# START OF Records
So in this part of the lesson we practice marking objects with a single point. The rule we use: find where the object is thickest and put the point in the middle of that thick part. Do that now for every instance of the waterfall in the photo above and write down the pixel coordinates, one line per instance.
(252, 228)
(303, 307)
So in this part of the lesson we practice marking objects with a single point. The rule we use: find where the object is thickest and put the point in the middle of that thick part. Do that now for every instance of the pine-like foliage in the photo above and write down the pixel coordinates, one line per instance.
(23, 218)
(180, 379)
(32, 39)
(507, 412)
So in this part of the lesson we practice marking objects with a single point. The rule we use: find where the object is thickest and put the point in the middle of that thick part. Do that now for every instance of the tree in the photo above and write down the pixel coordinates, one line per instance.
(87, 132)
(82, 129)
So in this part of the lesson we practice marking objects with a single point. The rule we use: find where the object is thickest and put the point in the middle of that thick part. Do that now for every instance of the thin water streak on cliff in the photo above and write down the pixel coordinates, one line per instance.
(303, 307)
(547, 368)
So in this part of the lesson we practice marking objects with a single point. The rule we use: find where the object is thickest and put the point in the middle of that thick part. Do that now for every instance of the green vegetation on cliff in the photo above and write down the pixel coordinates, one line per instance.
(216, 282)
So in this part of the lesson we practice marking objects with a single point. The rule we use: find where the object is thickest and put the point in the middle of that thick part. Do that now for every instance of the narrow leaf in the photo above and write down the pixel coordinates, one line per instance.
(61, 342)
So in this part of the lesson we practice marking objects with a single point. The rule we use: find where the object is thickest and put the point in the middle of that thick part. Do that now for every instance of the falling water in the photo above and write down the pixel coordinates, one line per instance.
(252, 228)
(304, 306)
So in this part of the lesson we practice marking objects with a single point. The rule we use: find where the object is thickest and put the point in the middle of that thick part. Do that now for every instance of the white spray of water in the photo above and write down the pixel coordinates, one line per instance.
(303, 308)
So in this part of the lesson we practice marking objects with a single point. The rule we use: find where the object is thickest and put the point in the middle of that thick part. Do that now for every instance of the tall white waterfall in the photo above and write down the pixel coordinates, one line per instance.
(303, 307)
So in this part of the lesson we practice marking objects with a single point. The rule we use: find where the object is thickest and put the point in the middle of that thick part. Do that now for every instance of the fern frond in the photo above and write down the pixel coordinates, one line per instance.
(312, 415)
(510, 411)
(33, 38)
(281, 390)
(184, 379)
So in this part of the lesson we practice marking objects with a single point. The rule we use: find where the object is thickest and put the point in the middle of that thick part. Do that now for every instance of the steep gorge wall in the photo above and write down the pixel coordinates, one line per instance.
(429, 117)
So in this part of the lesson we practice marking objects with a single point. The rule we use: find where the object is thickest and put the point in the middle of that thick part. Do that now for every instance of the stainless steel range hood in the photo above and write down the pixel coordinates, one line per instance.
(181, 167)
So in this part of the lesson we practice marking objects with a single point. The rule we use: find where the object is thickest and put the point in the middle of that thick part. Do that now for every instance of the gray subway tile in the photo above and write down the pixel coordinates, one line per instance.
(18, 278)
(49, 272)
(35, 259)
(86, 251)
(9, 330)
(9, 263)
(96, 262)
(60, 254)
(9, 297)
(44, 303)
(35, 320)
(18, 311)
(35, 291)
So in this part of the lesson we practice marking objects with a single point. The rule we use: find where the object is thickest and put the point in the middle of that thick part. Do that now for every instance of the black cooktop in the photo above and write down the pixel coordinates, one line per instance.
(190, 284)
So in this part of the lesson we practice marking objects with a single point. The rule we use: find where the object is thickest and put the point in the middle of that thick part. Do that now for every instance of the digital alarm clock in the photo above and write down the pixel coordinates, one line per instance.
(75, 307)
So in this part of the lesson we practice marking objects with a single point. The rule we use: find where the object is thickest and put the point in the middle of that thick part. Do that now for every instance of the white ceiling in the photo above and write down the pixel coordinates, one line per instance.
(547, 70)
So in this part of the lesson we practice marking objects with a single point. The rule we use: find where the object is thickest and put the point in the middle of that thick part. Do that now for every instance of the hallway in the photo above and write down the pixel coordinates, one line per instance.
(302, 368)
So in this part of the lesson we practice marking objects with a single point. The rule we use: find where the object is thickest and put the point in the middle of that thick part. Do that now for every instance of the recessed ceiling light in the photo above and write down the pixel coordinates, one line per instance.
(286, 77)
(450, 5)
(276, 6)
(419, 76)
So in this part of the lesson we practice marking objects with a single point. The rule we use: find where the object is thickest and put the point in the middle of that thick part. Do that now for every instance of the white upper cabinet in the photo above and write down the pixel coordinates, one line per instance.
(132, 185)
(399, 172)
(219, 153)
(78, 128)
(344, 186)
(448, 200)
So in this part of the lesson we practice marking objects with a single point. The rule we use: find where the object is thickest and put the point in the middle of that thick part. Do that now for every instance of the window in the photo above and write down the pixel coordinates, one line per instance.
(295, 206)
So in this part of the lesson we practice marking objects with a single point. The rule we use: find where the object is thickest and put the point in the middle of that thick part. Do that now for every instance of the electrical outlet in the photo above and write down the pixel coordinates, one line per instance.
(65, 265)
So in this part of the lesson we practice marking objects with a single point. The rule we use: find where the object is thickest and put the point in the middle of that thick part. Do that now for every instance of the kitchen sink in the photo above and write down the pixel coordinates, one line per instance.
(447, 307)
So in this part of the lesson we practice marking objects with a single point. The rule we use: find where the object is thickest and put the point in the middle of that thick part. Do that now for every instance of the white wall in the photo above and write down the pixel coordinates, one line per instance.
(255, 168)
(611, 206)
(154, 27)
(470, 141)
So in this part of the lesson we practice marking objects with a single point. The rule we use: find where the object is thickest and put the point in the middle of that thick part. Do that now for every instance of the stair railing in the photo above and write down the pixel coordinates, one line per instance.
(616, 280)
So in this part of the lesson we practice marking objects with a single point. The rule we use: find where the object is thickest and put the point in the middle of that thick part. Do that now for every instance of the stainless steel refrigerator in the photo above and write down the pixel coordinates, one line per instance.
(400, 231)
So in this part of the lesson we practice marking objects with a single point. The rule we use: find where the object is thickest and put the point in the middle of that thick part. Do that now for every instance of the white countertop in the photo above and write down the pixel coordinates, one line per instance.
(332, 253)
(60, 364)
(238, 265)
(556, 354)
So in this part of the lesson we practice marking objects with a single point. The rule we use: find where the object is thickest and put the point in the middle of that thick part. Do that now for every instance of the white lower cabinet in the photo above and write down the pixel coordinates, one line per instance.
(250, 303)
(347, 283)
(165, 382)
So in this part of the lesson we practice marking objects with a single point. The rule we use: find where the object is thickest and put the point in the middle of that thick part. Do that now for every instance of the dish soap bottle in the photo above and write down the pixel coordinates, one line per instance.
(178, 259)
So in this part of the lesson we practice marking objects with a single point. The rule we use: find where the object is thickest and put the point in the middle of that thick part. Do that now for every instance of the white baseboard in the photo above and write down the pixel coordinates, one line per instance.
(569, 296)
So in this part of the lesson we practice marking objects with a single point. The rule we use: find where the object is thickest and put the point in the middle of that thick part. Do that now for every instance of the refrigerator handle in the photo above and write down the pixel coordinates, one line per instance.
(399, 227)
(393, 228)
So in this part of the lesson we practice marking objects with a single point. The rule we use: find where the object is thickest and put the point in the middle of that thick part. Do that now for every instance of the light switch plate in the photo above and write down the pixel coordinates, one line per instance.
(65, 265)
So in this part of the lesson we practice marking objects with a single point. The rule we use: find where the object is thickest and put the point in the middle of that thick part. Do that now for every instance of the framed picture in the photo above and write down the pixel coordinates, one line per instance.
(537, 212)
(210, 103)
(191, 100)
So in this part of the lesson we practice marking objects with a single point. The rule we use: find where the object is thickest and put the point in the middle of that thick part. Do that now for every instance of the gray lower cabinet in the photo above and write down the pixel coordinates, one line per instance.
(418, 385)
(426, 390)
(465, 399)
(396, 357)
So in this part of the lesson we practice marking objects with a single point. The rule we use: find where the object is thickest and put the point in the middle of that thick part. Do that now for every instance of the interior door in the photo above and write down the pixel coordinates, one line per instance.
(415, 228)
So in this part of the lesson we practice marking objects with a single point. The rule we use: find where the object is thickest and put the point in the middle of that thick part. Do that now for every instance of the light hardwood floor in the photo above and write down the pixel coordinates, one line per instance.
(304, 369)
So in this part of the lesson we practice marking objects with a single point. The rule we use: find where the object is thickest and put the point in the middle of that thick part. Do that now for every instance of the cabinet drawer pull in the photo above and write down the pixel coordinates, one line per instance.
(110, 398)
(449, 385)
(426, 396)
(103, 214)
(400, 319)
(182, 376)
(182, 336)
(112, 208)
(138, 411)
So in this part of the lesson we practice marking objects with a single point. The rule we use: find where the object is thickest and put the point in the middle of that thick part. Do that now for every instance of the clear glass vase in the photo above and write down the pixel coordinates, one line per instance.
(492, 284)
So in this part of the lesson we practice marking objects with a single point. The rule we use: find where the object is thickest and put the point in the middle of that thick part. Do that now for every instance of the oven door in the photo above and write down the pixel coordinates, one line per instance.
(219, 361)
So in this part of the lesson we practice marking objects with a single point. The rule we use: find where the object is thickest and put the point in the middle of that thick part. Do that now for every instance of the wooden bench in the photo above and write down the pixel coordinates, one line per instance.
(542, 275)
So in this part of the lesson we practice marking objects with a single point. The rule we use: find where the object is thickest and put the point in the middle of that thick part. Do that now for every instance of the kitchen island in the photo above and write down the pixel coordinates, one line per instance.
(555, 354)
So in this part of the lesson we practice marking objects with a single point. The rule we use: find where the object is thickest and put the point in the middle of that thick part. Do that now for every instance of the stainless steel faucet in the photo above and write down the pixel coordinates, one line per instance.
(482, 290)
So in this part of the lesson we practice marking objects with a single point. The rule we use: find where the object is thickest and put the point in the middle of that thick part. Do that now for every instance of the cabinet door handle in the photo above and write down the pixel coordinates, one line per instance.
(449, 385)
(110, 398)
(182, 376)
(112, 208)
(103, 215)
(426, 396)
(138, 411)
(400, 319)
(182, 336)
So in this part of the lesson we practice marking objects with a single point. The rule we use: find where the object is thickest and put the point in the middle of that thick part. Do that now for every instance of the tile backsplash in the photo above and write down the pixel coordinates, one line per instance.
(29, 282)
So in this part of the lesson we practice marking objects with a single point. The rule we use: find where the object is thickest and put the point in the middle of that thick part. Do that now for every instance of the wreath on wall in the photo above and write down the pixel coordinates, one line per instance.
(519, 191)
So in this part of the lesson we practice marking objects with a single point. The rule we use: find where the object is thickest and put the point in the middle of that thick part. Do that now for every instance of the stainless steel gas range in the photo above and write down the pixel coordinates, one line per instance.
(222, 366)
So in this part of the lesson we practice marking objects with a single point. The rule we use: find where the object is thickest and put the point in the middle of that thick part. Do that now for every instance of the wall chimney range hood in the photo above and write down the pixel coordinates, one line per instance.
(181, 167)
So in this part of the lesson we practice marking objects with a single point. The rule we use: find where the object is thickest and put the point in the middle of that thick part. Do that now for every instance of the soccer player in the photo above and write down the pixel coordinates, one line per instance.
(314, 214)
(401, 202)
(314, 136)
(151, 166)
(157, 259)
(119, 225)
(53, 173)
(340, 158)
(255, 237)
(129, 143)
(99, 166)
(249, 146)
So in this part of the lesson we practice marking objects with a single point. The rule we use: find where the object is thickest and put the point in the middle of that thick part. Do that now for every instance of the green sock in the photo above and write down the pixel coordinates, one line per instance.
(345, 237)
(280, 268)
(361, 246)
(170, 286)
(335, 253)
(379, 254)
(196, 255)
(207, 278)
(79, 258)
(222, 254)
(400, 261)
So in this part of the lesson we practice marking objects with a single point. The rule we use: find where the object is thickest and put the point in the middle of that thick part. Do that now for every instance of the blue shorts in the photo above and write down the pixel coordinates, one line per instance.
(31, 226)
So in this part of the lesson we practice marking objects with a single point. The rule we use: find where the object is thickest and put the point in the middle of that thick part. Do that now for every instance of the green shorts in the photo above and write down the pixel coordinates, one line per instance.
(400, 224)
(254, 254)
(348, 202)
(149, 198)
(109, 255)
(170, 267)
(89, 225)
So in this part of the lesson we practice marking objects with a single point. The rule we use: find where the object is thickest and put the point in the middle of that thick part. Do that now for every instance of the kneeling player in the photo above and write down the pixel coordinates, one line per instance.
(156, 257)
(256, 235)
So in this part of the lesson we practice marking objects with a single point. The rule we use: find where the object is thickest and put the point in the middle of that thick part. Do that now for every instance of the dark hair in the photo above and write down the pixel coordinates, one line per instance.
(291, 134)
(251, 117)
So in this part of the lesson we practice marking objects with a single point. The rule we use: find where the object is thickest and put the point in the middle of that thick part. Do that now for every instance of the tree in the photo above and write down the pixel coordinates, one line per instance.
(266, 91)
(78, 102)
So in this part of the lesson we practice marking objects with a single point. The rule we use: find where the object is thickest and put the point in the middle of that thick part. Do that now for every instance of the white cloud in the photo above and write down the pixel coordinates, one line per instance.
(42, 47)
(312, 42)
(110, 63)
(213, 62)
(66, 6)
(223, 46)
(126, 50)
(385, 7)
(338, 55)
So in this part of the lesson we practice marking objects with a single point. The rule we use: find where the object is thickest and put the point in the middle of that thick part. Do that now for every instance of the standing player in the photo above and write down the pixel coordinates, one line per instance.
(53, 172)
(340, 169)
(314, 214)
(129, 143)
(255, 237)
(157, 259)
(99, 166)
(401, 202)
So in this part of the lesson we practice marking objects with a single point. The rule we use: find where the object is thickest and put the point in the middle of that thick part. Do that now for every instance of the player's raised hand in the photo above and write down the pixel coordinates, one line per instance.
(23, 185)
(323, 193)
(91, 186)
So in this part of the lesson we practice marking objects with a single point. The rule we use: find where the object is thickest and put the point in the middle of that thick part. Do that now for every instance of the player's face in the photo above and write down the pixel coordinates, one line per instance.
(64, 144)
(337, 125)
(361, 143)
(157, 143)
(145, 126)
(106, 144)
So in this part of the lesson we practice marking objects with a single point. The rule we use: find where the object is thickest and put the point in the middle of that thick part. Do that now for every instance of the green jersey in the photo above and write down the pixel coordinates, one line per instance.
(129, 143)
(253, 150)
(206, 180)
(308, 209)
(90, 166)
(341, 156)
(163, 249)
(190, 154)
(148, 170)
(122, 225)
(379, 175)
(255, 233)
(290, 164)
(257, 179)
# END OF Records
◆ **Problem statement**
Copy, character for character, the lines from the line that holds "the white cloud" through the final line of the records above.

◆ **Complete response**
So in this part of the lesson we practice marking objects with a single point. The rule we use: find where the object is thickest and put the point in the middle of that thick part. Do that now for every instance of the white cloud in the photo above and write down the pixel coordinates, one line per instance.
(42, 47)
(312, 42)
(110, 63)
(213, 62)
(66, 6)
(223, 46)
(126, 50)
(385, 7)
(338, 55)
So in this part of the lesson we practice marking objects with a single point. The rule we use: find where the object is thickest and put the point in the middle of that thick part. Do that now for every instance of the standing player in the photo above and write down the pixel coordinates, one line per instance.
(53, 172)
(340, 169)
(314, 214)
(129, 143)
(255, 237)
(157, 259)
(99, 166)
(401, 202)
So in this part of the lesson we practice marking objects with a single point. The rule we use: find where the object is thickest and put the point in the middle of that thick part. Do that now for every instance of the player's raised hand in the photo above and write down the pixel coordinates, one line per instance.
(23, 185)
(323, 193)
(91, 186)
So in this part of the lesson we practice marking objects with a single point. The rule we use: find where the object is thickest and put the point in the middle of that thick part. Do that now for every instance of the player's face in the photo above and write down the pixel coordinates, one line per instance.
(64, 144)
(337, 125)
(361, 143)
(157, 143)
(145, 126)
(106, 144)
So in this part of the lesson we practice marking objects with a single point. The rule we use: find where the object is thickest and put the point in the middle of that thick part. Do that now for every instance of the green jersey in the photo above and write down the pixel coordinates, one line per instance.
(129, 143)
(253, 150)
(206, 180)
(308, 209)
(90, 166)
(341, 156)
(163, 249)
(190, 154)
(148, 170)
(122, 225)
(379, 175)
(255, 233)
(290, 164)
(257, 179)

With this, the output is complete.